信心が足りぬと見えて秋に風邪

◎川柳「信心が 足りぬと見えて 秋に風邪」






それぞれの方に、それぞれタクシーの思い出があると思う。

向田邦子さんのエッセーなんて面白かった。
夕焼け評論家の運転手さんは、今、どうしているのだろう?

本記事では、私個人のタクシーの思い出として、
古い記憶を引っ張り出してみようと思う。

そう、二十歳か二十一歳の頃、大学生だった。

学生がタクシーを使うなんて生意気だと思われる方も多いだろう。
でもご勘弁願いたい。
その日、私は39度を超える高熱を発してダウンしていたのだ。
頭はクラクラするし、悪寒もひどい。
そんな中、どうしても出掛けねばならぬ用事があったのです。

部屋からヨタヨタと大通りに出て、タクシーを拾い、
四条河原町まで」と告げました(当時は京都在住)。

提供データ:
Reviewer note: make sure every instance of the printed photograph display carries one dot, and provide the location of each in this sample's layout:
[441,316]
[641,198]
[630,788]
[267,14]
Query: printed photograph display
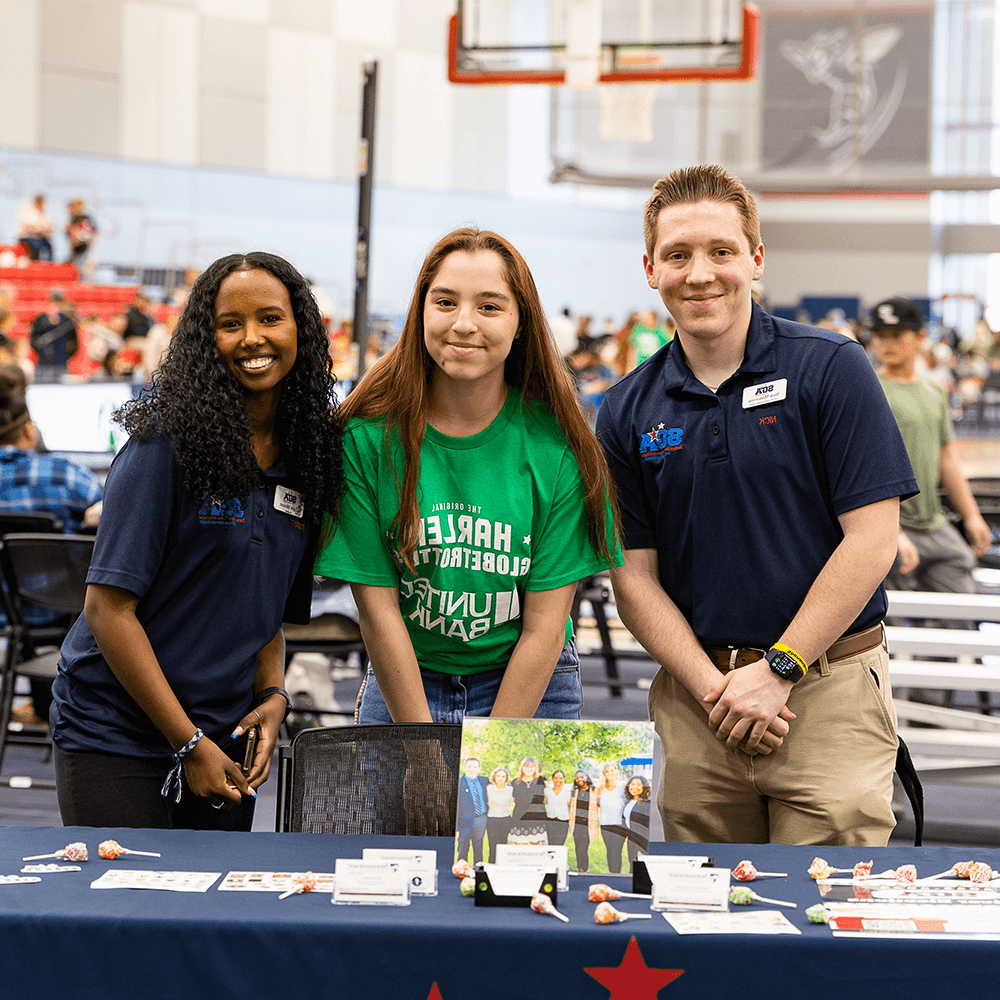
[584,784]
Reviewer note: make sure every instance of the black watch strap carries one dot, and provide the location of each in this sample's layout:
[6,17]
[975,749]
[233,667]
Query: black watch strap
[262,696]
[784,665]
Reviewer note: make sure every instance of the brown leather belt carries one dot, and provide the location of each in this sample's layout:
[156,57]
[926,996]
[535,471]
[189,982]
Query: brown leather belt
[730,657]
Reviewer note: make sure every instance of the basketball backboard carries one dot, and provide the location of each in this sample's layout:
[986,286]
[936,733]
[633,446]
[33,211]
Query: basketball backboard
[588,42]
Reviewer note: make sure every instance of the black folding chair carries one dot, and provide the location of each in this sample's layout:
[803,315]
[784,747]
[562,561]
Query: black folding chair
[48,571]
[370,779]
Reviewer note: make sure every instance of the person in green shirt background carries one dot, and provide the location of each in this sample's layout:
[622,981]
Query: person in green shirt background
[475,498]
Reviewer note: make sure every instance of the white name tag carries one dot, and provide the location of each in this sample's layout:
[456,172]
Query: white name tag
[419,866]
[550,858]
[691,889]
[372,882]
[288,501]
[766,392]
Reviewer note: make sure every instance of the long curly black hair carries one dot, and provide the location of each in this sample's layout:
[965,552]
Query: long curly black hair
[196,401]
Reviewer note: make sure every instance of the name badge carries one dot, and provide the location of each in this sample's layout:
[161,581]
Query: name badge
[373,883]
[766,392]
[288,501]
[420,867]
[691,889]
[551,858]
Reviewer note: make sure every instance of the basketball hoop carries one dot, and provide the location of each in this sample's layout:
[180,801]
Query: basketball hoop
[627,111]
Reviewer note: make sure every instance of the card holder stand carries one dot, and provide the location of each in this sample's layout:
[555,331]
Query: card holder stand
[641,881]
[486,895]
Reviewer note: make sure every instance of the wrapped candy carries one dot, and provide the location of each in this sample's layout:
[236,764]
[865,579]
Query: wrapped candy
[746,872]
[111,849]
[980,872]
[462,869]
[71,852]
[599,892]
[820,869]
[742,896]
[305,882]
[605,913]
[541,903]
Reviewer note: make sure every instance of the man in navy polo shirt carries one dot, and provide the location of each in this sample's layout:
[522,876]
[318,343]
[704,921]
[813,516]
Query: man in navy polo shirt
[759,472]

課題の要件:
1. 抜粋において、その日の筆者の熱は何度を超えていたか。
2. 抜粋のうち「そう、二十歳か二十一歳の頃、大学生だった。」から「四条河原町まで」と告げました(当時は京都在住)。」までを、両端を含めて一字一句変えずに返せ。

各課題の結果:
1. 39度を超えていた。

2.
そう、二十歳か二十一歳の頃、大学生だった。

学生がタクシーを使うなんて生意気だと思われる方も多いだろう。
でもご勘弁願いたい。
その日、私は39度を超える高熱を発してダウンしていたのだ。
頭はクラクラするし、悪寒もひどい。
そんな中、どうしても出掛けねばならぬ用事があったのです。

部屋からヨタヨタと大通りに出て、タクシーを拾い、
四条河原町まで」と告げました(当時は京都在住)。